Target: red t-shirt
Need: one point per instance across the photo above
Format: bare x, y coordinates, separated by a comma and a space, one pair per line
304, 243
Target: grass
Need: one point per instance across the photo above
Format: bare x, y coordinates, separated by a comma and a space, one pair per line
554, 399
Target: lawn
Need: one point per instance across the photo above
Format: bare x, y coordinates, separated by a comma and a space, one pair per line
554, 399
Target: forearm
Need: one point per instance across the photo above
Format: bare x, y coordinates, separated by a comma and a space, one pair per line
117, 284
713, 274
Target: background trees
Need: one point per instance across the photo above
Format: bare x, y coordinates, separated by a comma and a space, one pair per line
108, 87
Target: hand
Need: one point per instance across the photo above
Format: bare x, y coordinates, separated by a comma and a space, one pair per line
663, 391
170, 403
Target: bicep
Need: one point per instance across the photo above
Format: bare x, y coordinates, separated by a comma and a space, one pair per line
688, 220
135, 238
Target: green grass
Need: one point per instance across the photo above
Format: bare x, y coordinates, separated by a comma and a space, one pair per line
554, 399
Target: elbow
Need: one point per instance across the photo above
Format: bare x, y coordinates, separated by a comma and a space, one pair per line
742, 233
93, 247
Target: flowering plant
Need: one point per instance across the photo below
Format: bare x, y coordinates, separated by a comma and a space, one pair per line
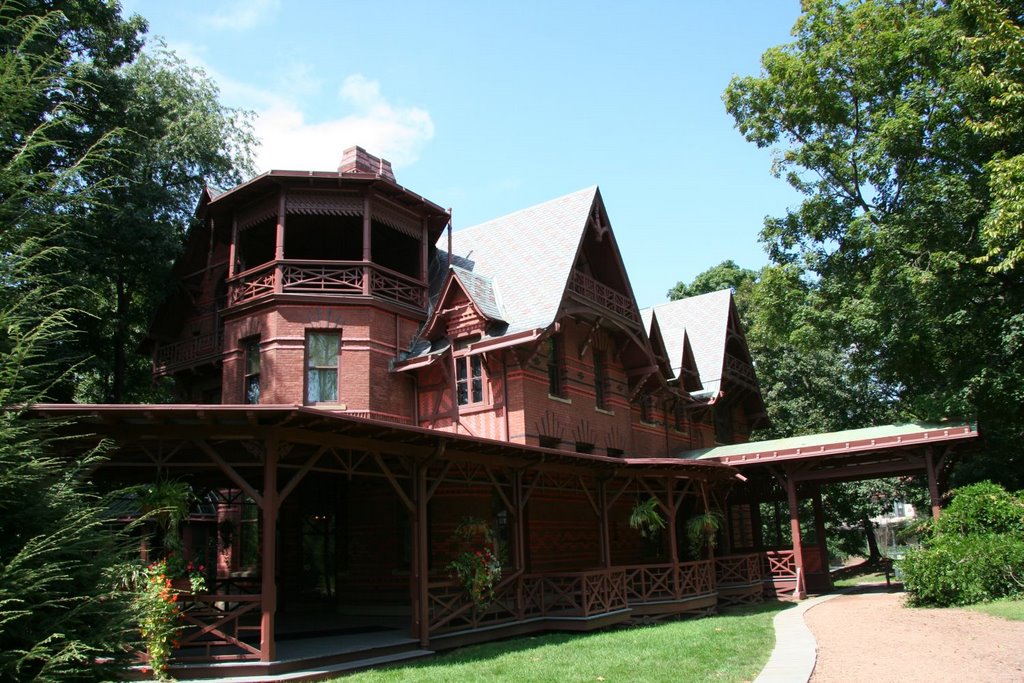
477, 567
158, 610
478, 571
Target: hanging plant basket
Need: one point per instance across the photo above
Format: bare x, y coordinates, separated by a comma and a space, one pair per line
701, 530
646, 517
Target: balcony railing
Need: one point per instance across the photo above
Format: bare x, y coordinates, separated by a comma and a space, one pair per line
187, 353
331, 278
603, 296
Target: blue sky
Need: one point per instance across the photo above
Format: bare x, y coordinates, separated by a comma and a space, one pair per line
487, 108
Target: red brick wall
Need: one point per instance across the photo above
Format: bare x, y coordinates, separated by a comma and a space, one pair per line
371, 338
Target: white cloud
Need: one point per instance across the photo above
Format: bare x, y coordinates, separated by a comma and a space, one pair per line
243, 14
290, 141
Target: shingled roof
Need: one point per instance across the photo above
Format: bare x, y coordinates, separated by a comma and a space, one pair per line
527, 256
704, 321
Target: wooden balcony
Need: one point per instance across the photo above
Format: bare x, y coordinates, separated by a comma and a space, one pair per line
326, 278
187, 353
603, 296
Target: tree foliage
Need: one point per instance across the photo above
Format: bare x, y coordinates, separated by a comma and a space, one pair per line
898, 120
976, 552
57, 607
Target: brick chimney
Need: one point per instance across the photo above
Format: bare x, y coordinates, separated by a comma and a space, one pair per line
357, 160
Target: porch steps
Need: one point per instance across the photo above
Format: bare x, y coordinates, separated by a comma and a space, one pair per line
321, 673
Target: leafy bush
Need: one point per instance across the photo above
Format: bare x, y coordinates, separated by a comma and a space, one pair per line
965, 569
983, 508
975, 554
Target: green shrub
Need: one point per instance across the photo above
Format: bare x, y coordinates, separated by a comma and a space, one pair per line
965, 569
983, 508
976, 552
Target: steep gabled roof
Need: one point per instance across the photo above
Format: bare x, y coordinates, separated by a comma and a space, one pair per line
702, 322
481, 292
528, 256
478, 290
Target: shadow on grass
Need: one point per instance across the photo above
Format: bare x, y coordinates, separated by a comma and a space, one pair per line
483, 651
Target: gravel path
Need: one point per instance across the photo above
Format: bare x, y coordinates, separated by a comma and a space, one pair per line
869, 636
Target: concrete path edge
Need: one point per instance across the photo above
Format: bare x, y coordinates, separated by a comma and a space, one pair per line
796, 650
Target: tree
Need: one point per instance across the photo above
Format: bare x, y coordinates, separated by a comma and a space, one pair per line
175, 137
58, 610
880, 119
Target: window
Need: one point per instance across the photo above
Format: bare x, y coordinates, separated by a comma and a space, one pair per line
322, 367
550, 441
600, 381
556, 367
680, 416
647, 410
723, 424
250, 348
469, 379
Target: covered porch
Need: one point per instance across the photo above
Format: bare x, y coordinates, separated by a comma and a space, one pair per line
782, 473
349, 522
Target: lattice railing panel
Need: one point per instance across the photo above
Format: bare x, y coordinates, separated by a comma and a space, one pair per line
326, 279
221, 627
780, 564
603, 296
737, 569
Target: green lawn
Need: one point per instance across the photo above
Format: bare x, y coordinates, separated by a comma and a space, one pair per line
1006, 608
731, 646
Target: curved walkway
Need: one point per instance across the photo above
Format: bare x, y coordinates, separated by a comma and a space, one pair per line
795, 653
868, 636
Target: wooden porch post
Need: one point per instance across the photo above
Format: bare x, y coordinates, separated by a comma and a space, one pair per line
602, 503
933, 482
672, 511
268, 567
819, 532
279, 247
421, 555
798, 551
367, 242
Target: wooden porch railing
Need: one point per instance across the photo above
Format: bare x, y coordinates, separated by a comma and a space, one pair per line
779, 565
219, 627
577, 594
333, 278
738, 569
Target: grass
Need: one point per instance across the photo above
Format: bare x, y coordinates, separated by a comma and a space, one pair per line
731, 646
1010, 608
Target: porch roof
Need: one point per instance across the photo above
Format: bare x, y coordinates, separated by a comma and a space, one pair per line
868, 439
237, 422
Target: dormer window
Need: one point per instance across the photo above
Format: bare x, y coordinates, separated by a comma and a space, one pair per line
322, 367
470, 374
469, 379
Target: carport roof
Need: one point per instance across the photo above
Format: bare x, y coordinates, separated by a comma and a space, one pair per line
885, 437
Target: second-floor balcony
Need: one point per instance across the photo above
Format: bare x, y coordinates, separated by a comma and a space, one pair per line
603, 296
187, 353
327, 278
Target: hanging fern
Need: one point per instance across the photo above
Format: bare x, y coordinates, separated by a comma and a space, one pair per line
646, 518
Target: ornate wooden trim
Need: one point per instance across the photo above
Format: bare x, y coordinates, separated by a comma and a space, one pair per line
323, 204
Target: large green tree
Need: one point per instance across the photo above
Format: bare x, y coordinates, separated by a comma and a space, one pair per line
882, 114
58, 610
174, 137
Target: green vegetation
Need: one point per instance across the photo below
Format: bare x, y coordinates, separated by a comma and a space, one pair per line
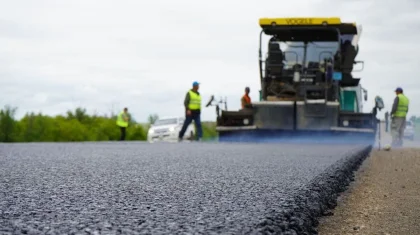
76, 125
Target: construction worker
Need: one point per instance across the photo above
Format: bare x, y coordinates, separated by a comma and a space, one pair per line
398, 117
122, 122
246, 100
192, 105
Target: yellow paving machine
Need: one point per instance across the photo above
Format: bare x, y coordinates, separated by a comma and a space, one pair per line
308, 92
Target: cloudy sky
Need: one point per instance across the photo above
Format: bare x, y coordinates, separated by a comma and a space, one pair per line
56, 55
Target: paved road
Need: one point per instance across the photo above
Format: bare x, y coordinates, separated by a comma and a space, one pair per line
152, 188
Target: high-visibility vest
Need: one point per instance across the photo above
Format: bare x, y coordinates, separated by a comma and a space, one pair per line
195, 101
120, 120
402, 107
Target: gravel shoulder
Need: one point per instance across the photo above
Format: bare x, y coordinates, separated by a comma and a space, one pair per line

Instructions to follow: The pictures should not appear in the copy; every other part of the records above must be returned exactly.

Task solution:
Target: red t-shirt
Need: one point per instance across the photo above
Format: bare x, y coordinates, separated by a comma and a space, one pair per line
304, 243
Target: grass
Need: one point per instance across the photo above
Format: bare x, y coordinates, separated by a comma and a space, one pair per line
554, 399
Target: lawn
Need: one point per instance across the photo above
Format: bare x, y coordinates, separated by a comma and a space, one pair per line
554, 399
Target: forearm
Need: one point per instance across the photo above
Format: bare x, y coordinates, separated by a comma and a space, one pair per line
117, 284
713, 274
Target: background trees
Need: one point per instance across the photo above
Format: bare x, y coordinates, separated by a comma and a space, one pair per line
108, 87
Target: hand
Need: one point per instance across the photo above
Format: bare x, y coordinates, separated by a comma and a space, one pair per line
663, 391
170, 403
Target: bicep
Need: one point per instance across the photo above
Format: bare x, y coordinates, separated by a comma and a space, one pair per line
688, 220
135, 238
Target: green grass
Need: one point per instance across the photo above
Format: bare x, y coordinates, separated by a comma and a space, one pair per line
554, 399
Target: elbow
Need: one point per instance across the photo above
Format: bare x, y coordinates, separated by a comma and a space, one pair per line
742, 233
93, 247
Target: flowering plant
Need: one point per instance across the photo below
Format: bare x, y coordinates, separated by a comma and a space, one pair per line
477, 567
158, 610
478, 571
Target: hanging plant basket
Need: one point per instance across the photo above
Format: bare x, y coordinates, separated by a comma and a space, one pair per line
701, 530
646, 517
Target: balcony railing
Need: one point per instance across the photo above
Format: bare x, y coordinates, separated by a comma and a space, one pair per line
187, 353
331, 278
603, 296
Target: blue sky
Need: one point per instance across the photo above
Format: bare x, y coordinates, separated by a comma and a space, one pair per line
487, 108
Target: red brick wall
Need: one point per instance across the photo above
Format: bare x, y coordinates, separated by a comma and a space, one pair per line
371, 338
Target: white cloud
Need: one point per instance across the photo above
Format: bare x, y coordinates, separated by a comma and a space, one pair per line
243, 14
290, 141
Target: shingled roof
Need: one point per instance across the photo above
Format: bare x, y coordinates, separated by a comma and a space, one pair per line
527, 256
704, 321
Target: wooden balcony
Need: one point per instance across the photo above
Format: bare x, y coordinates, separated by a comma and a space, one pair per line
326, 278
187, 353
603, 296
Target: tree foliage
Need: one point per instance across the photo above
Format: bare x, y coordinates, separated by a comma and a space, one pair per line
898, 120
976, 552
57, 607
Target: brick chimney
Need: one point per instance across the photo above
Format: bare x, y coordinates, separated by a comma and a space, one pair per line
357, 160
Target: porch steps
Need: one point per instance across the photo above
Format: bare x, y coordinates, separated by a comma and a space, one pair per line
321, 673
Target: leafy bush
Need: one point per instance across the photo above
Format: bare x, y coordinates, separated by a comma and a space, one pair per line
965, 569
983, 508
975, 554
Target: green shrub
Need: one point per instance across the photo above
Format: bare x, y coordinates, separated by a comma and a space, one pair per line
965, 569
983, 508
976, 552
Target: steep gabled roof
Need: one point per instance across the photo above
Format: bare x, y coordinates, separated by a comma and a space, one pair per line
702, 322
481, 292
528, 256
478, 290
Target: shadow on grass
Need: one point per instance across the photo above
Format: bare x, y coordinates, separated by a comma and a space, one pair per line
483, 651
Target: gravel path
Need: one point per instance across the photo above
Format: bare x, y coordinates, separated by a comma and a space, one pair per line
869, 636
Target: concrete path edge
Need: one point per instance across the photo above
Format: bare x, y coordinates, separated by a comma and a space, one pair per line
796, 650
Target: tree
Need: one point per instance across the photo above
Format: bare x, y coordinates, separated by a comma and a space, one pair per line
175, 137
58, 610
880, 119
Target: window
Need: one point per instance across the photo above
Format: bare x, y coordinates, separated by a comma and a space, one pair per line
322, 367
550, 441
600, 381
556, 367
680, 416
647, 410
723, 424
250, 348
469, 379
Target: covered porch
Need: one point per instance across the photo above
Format: bare x, y coordinates, separated by a comma and a space, one pair per line
782, 473
349, 522
Target: lattice railing panel
Need: one point per instance across the photo above
Format: bare x, y coordinates, separated by a comma and a space, one pair per line
326, 279
221, 627
780, 564
603, 296
737, 569
Target: green lawn
Need: one point per instance across the photo above
Format: bare x, y coordinates, separated by a comma and a space, one pair per line
1006, 608
731, 646
Target: curved walkway
Need: one point per instance across the photo above
Format: bare x, y coordinates, separated by a comma and a space, one pair per line
795, 653
868, 636
Target: wooden porch post
Need: one point per instance across the photo above
Format: bare x, y coordinates, separated by a comma and a space, one pair per line
602, 503
933, 482
672, 511
268, 567
819, 532
279, 247
421, 555
798, 551
367, 242
Target: wooden porch railing
Need: one point per instance across the photo above
Format: bare x, y coordinates, separated by a comma and a space, one pair per line
779, 565
219, 627
577, 594
333, 278
738, 569
Target: grass
Need: one point per instance across the photo above
Format: bare x, y coordinates, separated by a comma and a space, one pair per line
731, 646
1010, 608
Target: porch roof
Need: one point per instance across the photo above
Format: bare x, y coordinates, separated by a comma and a space, one pair per line
868, 439
237, 422
Target: dormer window
Need: one point per instance across the photo above
Format: bare x, y coordinates, separated by a comma and a space, one pair per line
322, 367
470, 374
469, 379
Target: carport roof
Need: one point per instance across the photo above
Format: bare x, y coordinates, separated by a comma and a space, one pair per line
885, 437
Target: second-floor balcony
Need: one point per instance across the photo above
Format: bare x, y coordinates, separated by a comma and a space, one pair per line
603, 296
187, 353
327, 278
Target: hanging fern
Need: one point per instance across the photo above
Format: bare x, y coordinates, separated by a comma and a space, one pair per line
646, 518
Target: ornate wooden trim
Need: one point per instance across the photo above
Format: bare x, y coordinates, separated by a comma and a space, one pair per line
323, 204
Target: large green tree
Need: one point per instance across the photo above
Format: bare x, y coordinates, separated by a comma and a space, one pair per line
882, 114
58, 610
174, 137
Target: green vegetation
Need: one point per instance across the photo below
Format: bare x, y coordinates, separated by a comma and a space, one pair per line
76, 125
Target: construction worker
Need: one point per instance across the photo above
Format: bare x, y coordinates, separated by a comma and a space, one pair per line
398, 117
122, 122
246, 100
192, 105
Target: yellow paving machine
Need: one point per instance across the photo above
Format: bare x, y coordinates, separated by a comma and a space, one pair per line
308, 92
Target: cloudy sky
Need: one point per instance across the photo above
Format: bare x, y coordinates, separated by a comma and a space, one pair per line
56, 55
Target: paved road
Need: one point per instance across the photo above
Format: bare x, y coordinates, separated by a comma and a space, one pair per line
152, 188
Target: high-visibility vest
Need: one point per instance across the photo above
Format: bare x, y coordinates, separated by a comma and a space, one pair per line
195, 101
120, 120
402, 107
Target: gravel shoulder
Need: one point per instance across the photo above
Format: bare x, y coordinates, separated by a comma and a space, one pair per line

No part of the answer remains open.